Start of Stored data
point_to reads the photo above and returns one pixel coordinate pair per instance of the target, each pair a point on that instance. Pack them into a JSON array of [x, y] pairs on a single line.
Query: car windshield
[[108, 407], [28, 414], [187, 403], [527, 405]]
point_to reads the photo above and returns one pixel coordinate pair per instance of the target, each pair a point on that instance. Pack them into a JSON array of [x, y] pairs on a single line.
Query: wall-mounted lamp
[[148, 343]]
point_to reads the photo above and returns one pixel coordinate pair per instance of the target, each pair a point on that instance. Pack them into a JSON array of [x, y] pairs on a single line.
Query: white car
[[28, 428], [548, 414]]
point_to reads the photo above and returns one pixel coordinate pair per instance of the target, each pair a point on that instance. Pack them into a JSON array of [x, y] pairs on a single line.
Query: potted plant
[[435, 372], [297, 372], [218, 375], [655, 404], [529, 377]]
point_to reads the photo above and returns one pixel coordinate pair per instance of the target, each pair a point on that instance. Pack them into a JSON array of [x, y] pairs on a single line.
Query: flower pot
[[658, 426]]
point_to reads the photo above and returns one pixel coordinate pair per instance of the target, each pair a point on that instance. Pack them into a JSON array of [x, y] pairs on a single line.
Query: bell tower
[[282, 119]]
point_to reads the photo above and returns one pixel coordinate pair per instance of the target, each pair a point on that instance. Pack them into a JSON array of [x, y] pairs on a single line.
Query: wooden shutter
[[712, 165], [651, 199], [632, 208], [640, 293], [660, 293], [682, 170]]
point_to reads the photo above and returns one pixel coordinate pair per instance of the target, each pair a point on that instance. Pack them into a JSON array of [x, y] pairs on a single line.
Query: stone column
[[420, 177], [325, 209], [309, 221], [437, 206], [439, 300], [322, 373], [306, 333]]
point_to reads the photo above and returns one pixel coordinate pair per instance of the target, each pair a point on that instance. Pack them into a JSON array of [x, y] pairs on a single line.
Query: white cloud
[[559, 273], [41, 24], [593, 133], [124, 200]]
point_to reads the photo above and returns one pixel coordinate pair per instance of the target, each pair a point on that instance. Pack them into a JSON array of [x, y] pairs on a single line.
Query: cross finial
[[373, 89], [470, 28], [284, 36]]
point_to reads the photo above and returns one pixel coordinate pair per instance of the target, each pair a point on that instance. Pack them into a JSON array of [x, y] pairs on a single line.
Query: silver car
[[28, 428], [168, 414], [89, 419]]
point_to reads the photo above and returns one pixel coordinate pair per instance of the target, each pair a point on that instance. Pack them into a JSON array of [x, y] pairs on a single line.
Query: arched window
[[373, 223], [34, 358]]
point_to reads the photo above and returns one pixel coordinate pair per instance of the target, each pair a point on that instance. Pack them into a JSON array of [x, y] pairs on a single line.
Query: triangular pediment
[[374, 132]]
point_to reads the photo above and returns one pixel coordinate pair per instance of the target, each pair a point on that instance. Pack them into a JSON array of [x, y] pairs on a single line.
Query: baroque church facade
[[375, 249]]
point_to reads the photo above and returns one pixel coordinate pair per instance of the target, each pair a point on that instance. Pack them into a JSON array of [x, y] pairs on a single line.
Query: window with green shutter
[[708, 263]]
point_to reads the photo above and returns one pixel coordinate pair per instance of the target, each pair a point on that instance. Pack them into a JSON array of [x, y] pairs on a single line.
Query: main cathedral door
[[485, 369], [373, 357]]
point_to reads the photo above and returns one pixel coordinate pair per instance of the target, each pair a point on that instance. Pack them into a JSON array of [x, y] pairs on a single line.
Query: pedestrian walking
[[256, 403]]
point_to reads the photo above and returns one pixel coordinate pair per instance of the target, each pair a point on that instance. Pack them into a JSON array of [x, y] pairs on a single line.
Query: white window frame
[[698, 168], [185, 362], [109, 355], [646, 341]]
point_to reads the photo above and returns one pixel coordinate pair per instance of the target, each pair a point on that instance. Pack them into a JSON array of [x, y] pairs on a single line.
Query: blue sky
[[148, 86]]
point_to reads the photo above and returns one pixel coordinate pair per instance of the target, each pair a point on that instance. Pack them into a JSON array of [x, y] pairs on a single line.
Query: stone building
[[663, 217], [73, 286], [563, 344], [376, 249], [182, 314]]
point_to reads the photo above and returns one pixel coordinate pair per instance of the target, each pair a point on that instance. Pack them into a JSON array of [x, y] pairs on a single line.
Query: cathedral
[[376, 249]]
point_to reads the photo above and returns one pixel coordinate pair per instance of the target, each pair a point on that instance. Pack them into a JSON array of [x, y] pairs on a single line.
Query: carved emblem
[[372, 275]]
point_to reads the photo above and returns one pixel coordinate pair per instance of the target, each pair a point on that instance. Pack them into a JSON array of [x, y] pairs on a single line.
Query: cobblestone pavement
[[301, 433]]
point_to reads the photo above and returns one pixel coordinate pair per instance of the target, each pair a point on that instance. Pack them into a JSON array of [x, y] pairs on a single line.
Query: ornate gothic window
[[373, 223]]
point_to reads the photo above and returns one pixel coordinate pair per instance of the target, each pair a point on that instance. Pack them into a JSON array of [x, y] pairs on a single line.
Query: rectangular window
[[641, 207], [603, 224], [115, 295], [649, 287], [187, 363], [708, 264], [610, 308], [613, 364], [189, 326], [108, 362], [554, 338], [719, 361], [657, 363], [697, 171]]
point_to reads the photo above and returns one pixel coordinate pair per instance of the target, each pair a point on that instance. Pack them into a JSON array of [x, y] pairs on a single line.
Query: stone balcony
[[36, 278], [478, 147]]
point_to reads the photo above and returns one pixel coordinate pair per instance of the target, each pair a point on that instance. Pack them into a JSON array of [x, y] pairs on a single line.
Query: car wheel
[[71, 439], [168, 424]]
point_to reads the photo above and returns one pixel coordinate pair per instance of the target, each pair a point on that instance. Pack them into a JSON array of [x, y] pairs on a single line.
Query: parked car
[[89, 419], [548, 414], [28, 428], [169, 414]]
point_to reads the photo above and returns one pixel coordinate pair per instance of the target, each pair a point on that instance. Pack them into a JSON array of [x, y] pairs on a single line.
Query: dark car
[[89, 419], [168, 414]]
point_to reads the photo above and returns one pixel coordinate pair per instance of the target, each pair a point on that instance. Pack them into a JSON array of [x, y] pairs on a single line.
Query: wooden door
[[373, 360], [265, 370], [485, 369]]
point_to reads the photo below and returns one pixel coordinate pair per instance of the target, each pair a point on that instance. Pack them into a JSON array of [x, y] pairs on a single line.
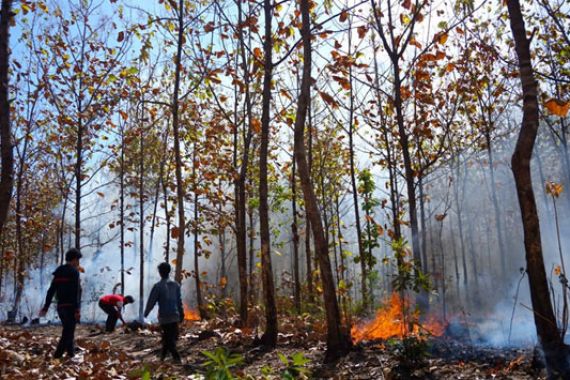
End of Stored data
- **Requirement**: Reproduce the data from its first line through the line containing "[[148, 343]]", inclusive. Keep every line unchanged except the answers, where each coordinate value moves up by 57.

- **Response**:
point_to reads the photo above and returns one pixel coordinate pair per instance of the target, each pair a point on that instance. Pack them into a JSON array of [x, y] pairs on a single line.
Query: car windshield
[[165, 464], [85, 471], [244, 460], [584, 462]]
point_to reads the photo above and returns one pixel coordinate pair per instance of the target, each pair a point on that instance. Pack them into a JSON array of [x, y] pairs on a single line.
Query: wall-mounted lamp
[[205, 400]]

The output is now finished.